(Data extracted from a collection)
________________
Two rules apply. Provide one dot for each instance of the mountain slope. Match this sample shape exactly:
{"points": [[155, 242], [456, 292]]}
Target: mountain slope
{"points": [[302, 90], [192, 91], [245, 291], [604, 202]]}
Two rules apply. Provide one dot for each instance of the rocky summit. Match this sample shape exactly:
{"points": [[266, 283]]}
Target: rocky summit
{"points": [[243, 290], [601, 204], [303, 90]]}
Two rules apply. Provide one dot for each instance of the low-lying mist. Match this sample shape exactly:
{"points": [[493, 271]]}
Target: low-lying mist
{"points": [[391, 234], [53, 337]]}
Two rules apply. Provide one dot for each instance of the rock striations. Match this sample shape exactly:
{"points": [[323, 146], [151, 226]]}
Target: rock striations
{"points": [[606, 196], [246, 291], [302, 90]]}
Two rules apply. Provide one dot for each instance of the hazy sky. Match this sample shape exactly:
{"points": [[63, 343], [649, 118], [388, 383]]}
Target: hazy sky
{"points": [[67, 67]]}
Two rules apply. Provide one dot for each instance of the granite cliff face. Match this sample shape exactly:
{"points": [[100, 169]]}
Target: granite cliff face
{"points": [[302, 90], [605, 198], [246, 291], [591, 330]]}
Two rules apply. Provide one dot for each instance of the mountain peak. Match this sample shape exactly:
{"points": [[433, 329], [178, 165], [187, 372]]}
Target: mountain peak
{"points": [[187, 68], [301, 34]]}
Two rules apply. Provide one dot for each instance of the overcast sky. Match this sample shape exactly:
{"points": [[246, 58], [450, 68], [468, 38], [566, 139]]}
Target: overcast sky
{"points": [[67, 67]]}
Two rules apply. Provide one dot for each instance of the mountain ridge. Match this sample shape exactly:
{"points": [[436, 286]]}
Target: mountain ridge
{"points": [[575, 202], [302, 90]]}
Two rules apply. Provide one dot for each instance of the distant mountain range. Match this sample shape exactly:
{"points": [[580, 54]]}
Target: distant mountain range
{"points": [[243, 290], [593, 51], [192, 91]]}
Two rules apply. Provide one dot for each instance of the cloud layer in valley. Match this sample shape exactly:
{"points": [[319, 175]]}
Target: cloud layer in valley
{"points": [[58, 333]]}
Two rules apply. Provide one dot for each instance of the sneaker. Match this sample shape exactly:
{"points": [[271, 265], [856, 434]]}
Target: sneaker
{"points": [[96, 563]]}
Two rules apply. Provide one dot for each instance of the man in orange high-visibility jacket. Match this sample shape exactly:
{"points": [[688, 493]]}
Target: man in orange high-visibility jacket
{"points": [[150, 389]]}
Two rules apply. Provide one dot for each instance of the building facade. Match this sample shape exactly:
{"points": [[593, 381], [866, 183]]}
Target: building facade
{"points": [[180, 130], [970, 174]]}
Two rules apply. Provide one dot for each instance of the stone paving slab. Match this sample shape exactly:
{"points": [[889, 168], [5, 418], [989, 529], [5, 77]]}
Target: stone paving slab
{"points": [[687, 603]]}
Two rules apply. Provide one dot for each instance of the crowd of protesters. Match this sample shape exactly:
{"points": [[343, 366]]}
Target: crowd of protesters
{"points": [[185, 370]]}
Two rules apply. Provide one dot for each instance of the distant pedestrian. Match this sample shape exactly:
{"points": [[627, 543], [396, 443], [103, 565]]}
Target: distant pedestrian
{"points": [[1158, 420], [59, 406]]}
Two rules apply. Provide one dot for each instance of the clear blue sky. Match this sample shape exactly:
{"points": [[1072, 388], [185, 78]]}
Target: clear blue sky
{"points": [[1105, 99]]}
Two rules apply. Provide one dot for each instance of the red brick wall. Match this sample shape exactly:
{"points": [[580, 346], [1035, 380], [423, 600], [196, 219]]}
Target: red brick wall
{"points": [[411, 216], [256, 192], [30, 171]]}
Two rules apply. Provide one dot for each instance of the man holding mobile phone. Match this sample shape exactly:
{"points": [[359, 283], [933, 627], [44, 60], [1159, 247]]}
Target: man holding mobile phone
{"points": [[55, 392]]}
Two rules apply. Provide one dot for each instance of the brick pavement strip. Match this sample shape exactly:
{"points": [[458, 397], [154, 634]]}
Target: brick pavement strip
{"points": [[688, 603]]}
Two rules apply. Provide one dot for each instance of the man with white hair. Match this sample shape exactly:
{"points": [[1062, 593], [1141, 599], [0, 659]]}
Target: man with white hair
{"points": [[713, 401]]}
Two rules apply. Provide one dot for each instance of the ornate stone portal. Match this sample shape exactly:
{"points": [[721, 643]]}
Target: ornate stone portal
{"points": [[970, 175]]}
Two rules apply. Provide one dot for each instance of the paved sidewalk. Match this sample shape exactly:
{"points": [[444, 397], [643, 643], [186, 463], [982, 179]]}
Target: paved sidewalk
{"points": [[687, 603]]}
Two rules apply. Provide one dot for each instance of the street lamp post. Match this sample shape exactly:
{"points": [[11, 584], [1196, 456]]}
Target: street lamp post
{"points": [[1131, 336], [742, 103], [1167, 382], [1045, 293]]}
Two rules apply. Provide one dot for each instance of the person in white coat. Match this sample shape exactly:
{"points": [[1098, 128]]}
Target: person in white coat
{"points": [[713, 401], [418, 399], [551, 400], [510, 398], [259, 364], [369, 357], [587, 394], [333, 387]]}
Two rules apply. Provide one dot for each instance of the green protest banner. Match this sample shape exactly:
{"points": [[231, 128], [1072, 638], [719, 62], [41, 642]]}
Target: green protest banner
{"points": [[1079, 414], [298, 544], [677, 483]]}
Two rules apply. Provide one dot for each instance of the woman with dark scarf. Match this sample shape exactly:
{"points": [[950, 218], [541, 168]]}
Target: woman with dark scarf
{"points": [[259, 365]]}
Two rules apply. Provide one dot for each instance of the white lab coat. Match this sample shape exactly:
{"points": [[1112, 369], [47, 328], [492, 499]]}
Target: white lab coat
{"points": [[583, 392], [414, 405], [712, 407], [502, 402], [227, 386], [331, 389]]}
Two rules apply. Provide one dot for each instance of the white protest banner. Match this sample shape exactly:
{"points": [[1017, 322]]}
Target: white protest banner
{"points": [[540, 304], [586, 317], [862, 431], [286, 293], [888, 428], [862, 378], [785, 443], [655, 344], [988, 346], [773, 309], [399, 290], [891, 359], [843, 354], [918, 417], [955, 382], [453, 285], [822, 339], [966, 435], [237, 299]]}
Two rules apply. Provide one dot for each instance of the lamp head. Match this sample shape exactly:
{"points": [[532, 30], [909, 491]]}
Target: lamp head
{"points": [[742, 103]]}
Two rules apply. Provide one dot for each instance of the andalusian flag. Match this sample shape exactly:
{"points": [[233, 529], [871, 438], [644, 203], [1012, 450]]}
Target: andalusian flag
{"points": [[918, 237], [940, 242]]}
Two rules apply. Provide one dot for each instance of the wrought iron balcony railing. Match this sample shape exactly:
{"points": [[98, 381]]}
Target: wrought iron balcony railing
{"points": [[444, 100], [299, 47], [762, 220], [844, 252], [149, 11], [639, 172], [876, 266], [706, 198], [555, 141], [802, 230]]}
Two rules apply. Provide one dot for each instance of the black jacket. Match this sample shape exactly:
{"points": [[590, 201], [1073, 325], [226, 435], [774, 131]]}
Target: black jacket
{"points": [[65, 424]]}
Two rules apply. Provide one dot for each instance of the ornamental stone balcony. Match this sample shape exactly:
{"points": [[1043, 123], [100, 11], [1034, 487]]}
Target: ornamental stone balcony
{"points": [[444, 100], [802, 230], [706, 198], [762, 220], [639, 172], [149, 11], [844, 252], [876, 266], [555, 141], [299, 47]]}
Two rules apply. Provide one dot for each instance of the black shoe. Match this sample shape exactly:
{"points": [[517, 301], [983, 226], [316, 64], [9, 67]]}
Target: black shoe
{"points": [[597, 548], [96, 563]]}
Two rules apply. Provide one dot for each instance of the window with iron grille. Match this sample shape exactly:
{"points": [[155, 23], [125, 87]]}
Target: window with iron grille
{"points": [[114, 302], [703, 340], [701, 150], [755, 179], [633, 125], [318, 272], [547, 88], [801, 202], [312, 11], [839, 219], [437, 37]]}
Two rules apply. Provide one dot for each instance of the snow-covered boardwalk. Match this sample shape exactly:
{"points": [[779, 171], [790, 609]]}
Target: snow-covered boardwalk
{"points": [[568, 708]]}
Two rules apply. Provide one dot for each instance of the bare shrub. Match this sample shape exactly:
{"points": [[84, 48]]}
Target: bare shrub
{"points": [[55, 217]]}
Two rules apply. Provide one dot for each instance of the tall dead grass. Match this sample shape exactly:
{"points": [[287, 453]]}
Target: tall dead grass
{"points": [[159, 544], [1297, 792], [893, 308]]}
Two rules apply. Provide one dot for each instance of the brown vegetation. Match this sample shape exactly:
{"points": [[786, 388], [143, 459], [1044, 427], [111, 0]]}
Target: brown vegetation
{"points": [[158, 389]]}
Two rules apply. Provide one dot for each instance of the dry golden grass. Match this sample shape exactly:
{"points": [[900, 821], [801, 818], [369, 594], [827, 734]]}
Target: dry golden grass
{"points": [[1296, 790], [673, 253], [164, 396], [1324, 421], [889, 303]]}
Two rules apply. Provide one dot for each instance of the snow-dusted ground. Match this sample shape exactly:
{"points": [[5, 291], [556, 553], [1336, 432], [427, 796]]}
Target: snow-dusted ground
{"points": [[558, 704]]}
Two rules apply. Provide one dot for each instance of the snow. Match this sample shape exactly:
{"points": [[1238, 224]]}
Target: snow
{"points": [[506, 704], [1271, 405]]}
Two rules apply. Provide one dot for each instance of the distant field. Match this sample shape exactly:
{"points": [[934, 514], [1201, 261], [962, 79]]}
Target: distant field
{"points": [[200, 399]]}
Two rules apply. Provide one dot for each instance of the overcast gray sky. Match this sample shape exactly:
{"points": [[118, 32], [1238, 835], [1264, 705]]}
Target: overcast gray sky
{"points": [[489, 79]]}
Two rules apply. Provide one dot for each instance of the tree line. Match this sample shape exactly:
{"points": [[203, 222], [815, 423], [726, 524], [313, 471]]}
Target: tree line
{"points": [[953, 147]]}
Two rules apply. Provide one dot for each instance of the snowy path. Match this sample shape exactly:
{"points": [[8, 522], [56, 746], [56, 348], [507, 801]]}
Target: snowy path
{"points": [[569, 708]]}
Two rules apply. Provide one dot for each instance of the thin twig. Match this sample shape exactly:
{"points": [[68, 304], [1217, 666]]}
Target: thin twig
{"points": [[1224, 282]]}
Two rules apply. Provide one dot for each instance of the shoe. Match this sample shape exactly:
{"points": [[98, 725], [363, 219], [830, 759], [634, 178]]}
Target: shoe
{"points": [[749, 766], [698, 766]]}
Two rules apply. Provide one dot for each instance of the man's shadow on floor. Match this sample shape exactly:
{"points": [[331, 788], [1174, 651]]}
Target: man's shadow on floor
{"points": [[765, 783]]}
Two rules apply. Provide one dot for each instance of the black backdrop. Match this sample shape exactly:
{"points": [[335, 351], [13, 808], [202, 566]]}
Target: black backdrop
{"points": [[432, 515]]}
________________
Set exercise – Extract the lines above from the one containing "of the man's" to the last line, both included, exactly as written.

Result for this exercise –
Two rules apply. Provide one dot for each instance of the man's shadow on floor. Match this sample shape exactly:
{"points": [[331, 788], [1174, 651]]}
Target: man's shadow on floor
{"points": [[765, 783]]}
Two rules apply. Provide one dot for each instance of the black backdrop. Match this sample shape exactly:
{"points": [[335, 351], [13, 808], [202, 566]]}
Target: black backdrop
{"points": [[432, 515]]}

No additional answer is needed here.